Repeat each entry below exactly, omitting any picture it holds.
___ Entries supplied
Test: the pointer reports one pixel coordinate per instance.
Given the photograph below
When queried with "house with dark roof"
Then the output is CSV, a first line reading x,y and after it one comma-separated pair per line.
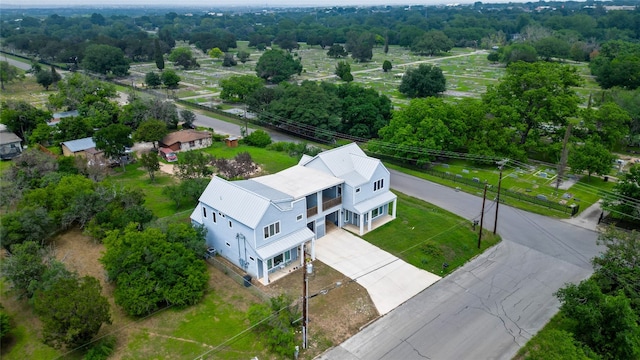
x,y
10,144
187,139
264,225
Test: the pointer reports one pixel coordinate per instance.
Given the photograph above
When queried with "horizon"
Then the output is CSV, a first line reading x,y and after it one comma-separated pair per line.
x,y
27,4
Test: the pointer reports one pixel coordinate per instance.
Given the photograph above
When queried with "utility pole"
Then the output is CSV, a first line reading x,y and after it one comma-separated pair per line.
x,y
495,224
484,197
563,156
305,295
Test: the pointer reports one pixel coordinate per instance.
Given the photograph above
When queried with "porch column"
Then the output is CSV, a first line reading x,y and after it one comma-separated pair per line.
x,y
301,253
393,211
313,248
265,271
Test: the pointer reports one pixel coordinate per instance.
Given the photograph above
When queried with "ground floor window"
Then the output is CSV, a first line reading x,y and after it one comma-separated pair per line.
x,y
278,260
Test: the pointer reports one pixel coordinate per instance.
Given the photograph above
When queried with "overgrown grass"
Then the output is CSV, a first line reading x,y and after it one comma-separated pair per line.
x,y
427,237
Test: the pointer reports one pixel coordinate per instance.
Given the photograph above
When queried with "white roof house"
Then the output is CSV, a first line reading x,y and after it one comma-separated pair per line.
x,y
264,225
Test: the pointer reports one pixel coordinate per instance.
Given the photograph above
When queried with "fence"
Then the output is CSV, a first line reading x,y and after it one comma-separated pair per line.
x,y
503,192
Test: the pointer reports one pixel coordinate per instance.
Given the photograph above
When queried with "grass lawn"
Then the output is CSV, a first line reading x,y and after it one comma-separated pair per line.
x,y
426,236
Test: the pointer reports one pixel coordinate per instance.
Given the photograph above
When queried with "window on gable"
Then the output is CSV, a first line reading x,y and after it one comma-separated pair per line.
x,y
271,229
379,184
______
▸ Expected answer
Test: the pointer reports one pixel coordinate per instance.
Given the photograph below
When queried with "house with dark roof"
Then the output is CSV, a first line reading x,y and after it one comma-separated pair per line.
x,y
10,144
187,139
264,225
Test: the pointer reports one pixel coordinate per instance.
Given the photograph above
When queried with "horizon"
Then the output is CSV, a first line reading x,y and after it one comma-separated pair per line.
x,y
27,4
Test: the pointer reports one pixel coordinate per instance.
Given the photograph above
When queried with "utility pole"
Then the output is CSV, a first line reading x,y and after it one comma-separated pair per line.
x,y
495,224
484,197
563,156
305,295
Test: the pointer reports one pixel coordinate per instance.
Given the photograph above
When queried with "porch column"
Then the output is CSV, a first line reading x,y and after it one comma-separated pair per line.
x,y
301,253
393,211
313,248
265,271
Test: the pointer reports one pixel coordinate per instance.
Given the photograph above
When queried with "ground floor window"
Then the output is CSV, a first line reading x,y and after it one comma-separated pair per line.
x,y
278,260
Test: the pointer reports one pixel coordinate per instance.
Given the photograph above
When queried with "overgrown grass"
Then the output is CSV, a first line reading x,y and after it one comma-separated pair per line.
x,y
427,237
Test: the pointer reports one pixel coordinate per instance.
Given the photograph above
When queried with "white roof house"
Then the output is CSV, a first line reading x,y and after it one comma-separated pair per line.
x,y
264,225
Test: the pointer reports one pixel coordinate per instance.
Given the photograph above
When queried with "fence"
Then the output is CSV, a first line reading x,y and after it one comma-separated pair per line.
x,y
503,192
Test: the pointer reports one pixel coordinate per instance.
Given the photograph above
When queried with "grass lawn"
Then the output is CSV, a first line reading x,y and after it one comma-separated pair per line.
x,y
426,236
Test: the pointer reports one pixel coordinate per instance.
Given the photograph above
When queried with "window on gable"
Then the output is CSV, a first line reading x,y and after it one comma-separated pair per line.
x,y
271,229
379,184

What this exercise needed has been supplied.